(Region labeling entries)
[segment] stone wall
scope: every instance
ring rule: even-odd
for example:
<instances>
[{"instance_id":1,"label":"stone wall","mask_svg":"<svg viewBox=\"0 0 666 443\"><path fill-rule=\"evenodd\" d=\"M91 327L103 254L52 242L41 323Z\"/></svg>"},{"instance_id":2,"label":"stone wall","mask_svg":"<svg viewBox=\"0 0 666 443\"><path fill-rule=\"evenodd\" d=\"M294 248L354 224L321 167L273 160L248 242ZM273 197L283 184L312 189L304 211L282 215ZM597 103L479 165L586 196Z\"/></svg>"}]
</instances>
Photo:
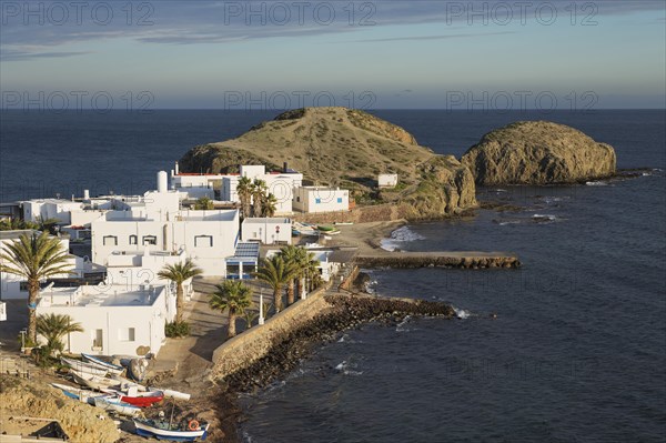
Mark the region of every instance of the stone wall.
<instances>
[{"instance_id":1,"label":"stone wall","mask_svg":"<svg viewBox=\"0 0 666 443\"><path fill-rule=\"evenodd\" d=\"M284 311L266 320L265 324L224 342L213 352L213 379L221 379L249 366L269 353L276 340L304 325L321 312L331 308L324 300L326 286L311 293Z\"/></svg>"}]
</instances>

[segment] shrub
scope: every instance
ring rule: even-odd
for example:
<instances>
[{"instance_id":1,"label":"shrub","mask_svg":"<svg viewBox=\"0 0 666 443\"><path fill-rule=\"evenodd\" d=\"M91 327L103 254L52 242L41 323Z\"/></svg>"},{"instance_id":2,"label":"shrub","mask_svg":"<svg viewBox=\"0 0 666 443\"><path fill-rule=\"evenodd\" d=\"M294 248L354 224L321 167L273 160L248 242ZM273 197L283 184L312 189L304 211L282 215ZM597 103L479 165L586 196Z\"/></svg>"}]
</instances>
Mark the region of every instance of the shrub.
<instances>
[{"instance_id":1,"label":"shrub","mask_svg":"<svg viewBox=\"0 0 666 443\"><path fill-rule=\"evenodd\" d=\"M170 322L164 325L164 334L170 339L190 335L190 323Z\"/></svg>"}]
</instances>

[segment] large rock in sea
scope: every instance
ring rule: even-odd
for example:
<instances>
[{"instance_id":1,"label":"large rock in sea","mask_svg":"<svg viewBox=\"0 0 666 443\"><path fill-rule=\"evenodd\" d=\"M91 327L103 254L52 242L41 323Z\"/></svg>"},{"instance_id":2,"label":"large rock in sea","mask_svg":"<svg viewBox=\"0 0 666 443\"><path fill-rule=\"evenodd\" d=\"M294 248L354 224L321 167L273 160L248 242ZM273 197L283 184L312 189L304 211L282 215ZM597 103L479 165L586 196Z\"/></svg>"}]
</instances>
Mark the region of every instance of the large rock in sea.
<instances>
[{"instance_id":1,"label":"large rock in sea","mask_svg":"<svg viewBox=\"0 0 666 443\"><path fill-rule=\"evenodd\" d=\"M346 108L284 112L235 139L191 149L183 172L231 173L240 164L283 163L304 180L352 191L359 205L395 203L386 218L427 219L476 205L474 178L451 155L421 147L404 129ZM377 190L377 175L396 173L400 185ZM379 210L379 209L377 209Z\"/></svg>"},{"instance_id":2,"label":"large rock in sea","mask_svg":"<svg viewBox=\"0 0 666 443\"><path fill-rule=\"evenodd\" d=\"M477 185L575 183L615 174L614 149L583 132L547 121L494 130L461 160Z\"/></svg>"}]
</instances>

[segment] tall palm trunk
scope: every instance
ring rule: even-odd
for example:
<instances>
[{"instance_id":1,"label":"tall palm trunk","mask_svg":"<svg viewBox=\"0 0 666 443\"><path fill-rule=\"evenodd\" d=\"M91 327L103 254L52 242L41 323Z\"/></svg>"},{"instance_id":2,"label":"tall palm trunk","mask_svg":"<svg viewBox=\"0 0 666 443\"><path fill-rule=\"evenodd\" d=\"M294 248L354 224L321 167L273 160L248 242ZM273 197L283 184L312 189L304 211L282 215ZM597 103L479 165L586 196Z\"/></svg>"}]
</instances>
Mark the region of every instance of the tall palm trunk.
<instances>
[{"instance_id":1,"label":"tall palm trunk","mask_svg":"<svg viewBox=\"0 0 666 443\"><path fill-rule=\"evenodd\" d=\"M175 286L175 321L178 323L183 321L183 310L185 309L185 298L182 283Z\"/></svg>"},{"instance_id":2,"label":"tall palm trunk","mask_svg":"<svg viewBox=\"0 0 666 443\"><path fill-rule=\"evenodd\" d=\"M294 304L294 279L290 279L289 285L286 286L286 305L290 306Z\"/></svg>"},{"instance_id":3,"label":"tall palm trunk","mask_svg":"<svg viewBox=\"0 0 666 443\"><path fill-rule=\"evenodd\" d=\"M37 296L39 295L39 280L28 281L28 338L37 344Z\"/></svg>"},{"instance_id":4,"label":"tall palm trunk","mask_svg":"<svg viewBox=\"0 0 666 443\"><path fill-rule=\"evenodd\" d=\"M273 289L273 303L275 303L275 313L282 311L282 286L280 285Z\"/></svg>"},{"instance_id":5,"label":"tall palm trunk","mask_svg":"<svg viewBox=\"0 0 666 443\"><path fill-rule=\"evenodd\" d=\"M236 320L236 312L235 310L230 310L229 311L229 330L226 332L226 338L231 339L232 336L235 336L235 320Z\"/></svg>"}]
</instances>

[Required work]:
How many lines of the entries above contain the word "Mark"? Case counts, so match it with the same capitalization, and give only the number.

[Result of this task]:
4